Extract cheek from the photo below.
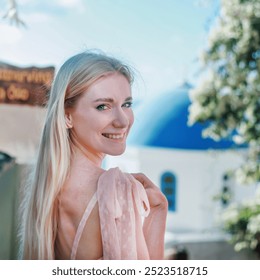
[128,110,135,127]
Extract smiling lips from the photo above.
[102,133,125,139]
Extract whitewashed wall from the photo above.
[105,147,253,233]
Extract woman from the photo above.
[21,52,167,259]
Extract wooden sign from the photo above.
[0,62,55,106]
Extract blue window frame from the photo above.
[161,171,177,212]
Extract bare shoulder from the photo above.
[58,166,103,259]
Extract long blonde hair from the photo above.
[20,51,133,259]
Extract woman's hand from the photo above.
[132,173,168,208]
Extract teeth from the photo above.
[103,133,124,139]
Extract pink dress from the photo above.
[71,168,150,260]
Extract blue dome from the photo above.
[128,84,243,150]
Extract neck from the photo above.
[73,143,105,168]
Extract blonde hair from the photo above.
[20,51,133,259]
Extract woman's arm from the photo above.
[132,173,168,260]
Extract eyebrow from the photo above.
[93,96,133,103]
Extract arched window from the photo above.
[161,171,177,212]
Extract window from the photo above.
[161,171,176,212]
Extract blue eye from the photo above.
[96,104,108,111]
[123,102,133,108]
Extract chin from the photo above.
[106,148,125,156]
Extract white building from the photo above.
[106,84,254,260]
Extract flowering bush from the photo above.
[189,0,260,183]
[221,187,260,258]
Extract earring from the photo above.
[65,115,73,129]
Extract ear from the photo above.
[65,113,73,129]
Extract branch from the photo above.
[3,0,26,26]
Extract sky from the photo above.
[0,0,218,98]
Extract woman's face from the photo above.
[69,73,134,162]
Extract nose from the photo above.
[113,108,130,128]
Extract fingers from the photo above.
[132,173,154,187]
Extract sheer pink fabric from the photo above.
[71,168,150,260]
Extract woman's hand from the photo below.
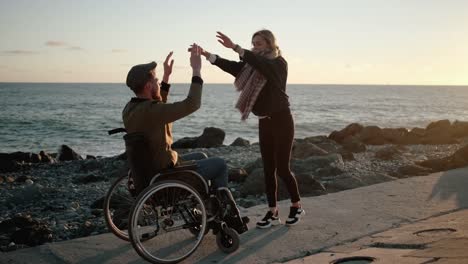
[216,31,236,49]
[189,43,201,76]
[163,51,174,83]
[188,45,211,59]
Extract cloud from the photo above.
[3,50,37,55]
[45,40,68,47]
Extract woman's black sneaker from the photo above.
[286,207,305,225]
[257,210,281,228]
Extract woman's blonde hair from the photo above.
[252,29,281,58]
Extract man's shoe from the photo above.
[286,206,305,225]
[257,210,281,228]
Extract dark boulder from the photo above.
[231,137,250,147]
[57,145,83,161]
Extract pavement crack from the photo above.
[369,242,426,249]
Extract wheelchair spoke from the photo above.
[129,181,207,262]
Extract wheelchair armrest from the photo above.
[160,160,198,173]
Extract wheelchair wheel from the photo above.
[129,180,207,263]
[189,209,210,236]
[104,172,135,241]
[216,227,240,254]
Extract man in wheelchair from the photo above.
[122,44,248,234]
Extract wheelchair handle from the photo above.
[107,127,127,135]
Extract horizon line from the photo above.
[0,81,468,87]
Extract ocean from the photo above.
[0,83,468,156]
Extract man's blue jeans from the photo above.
[179,152,228,189]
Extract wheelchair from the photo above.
[104,128,248,263]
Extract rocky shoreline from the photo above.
[0,120,468,251]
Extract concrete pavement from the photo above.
[0,167,468,264]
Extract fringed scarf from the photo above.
[234,51,276,120]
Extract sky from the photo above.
[0,0,468,85]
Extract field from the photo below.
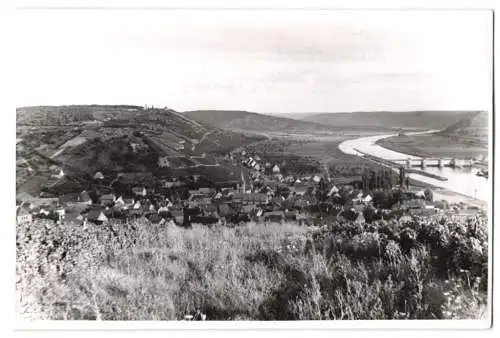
[377,134,488,158]
[16,217,488,320]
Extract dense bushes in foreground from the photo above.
[17,218,488,320]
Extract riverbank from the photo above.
[376,133,488,158]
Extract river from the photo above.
[339,130,491,204]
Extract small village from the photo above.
[16,150,479,227]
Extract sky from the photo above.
[13,10,492,113]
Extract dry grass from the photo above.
[17,215,485,320]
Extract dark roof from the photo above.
[218,203,235,217]
[59,193,80,203]
[332,176,363,185]
[87,209,104,221]
[264,210,285,217]
[146,213,163,223]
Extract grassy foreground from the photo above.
[16,218,488,320]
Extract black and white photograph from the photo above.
[10,1,494,327]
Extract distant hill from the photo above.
[303,111,477,130]
[183,110,344,132]
[439,112,489,145]
[16,105,263,195]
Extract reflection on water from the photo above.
[339,131,491,201]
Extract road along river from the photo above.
[339,130,492,205]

**THE PROBLEM:** Your task is to output exactly the lines from the line containing "Extract pavement crack from the photo above." through the last line, inclusive, leaving every picture out.

**EXPECTED OUTPUT:**
Extract pavement crack from the photo above.
[369,242,426,249]
Extract wheelchair spoke from the photo above.
[129,181,207,262]
Extract wheelchair armrest from the photo above.
[160,160,198,173]
Extract wheelchair wheel from the photo above.
[129,180,207,263]
[189,209,210,236]
[104,172,135,241]
[216,227,240,254]
Extract man in wheelchair from the photo above.
[122,44,248,234]
Extract wheelchair handle from the photo above.
[107,127,127,135]
Extract horizon line from the photo above.
[0,81,468,87]
Extract ocean from the photo above.
[0,83,468,156]
Extract man's blue jeans from the photo above.
[179,152,228,189]
Extract wheelchair from the photo above.
[104,128,248,263]
Extract rocky shoreline from the photo above.
[0,120,468,251]
Extract concrete pavement from the photo above.
[0,167,468,264]
Extract fringed scarf from the photo above.
[234,51,276,120]
Extract sky from the photo above.
[0,0,468,85]
Extract field from the photo below.
[377,134,488,158]
[16,217,488,320]
Extract dense bushes in foreground from the photo above.
[17,218,488,320]
Extract riverbank from the photo above.
[376,133,488,158]
Extract river from the photo above.
[339,130,491,204]
Extract small village from the photo above.
[16,150,479,227]
Extract sky from the photo above.
[13,10,492,113]
Extract dry grass from the photo above.
[17,215,485,320]
Extract dark roof from the photo above.
[218,203,235,217]
[59,193,80,203]
[332,176,363,185]
[87,209,104,221]
[264,210,285,217]
[146,213,163,223]
Extract grassy foreground from the photo above.
[16,218,488,320]
Extract black and white photograph from the photo above.
[10,1,494,327]
Extract distant hill from the photo above.
[303,111,477,130]
[183,110,344,132]
[439,112,489,145]
[16,105,263,195]
Extract reflection on water from the photo above.
[339,131,491,201]
Extract road along river from the photo above.
[339,130,492,205]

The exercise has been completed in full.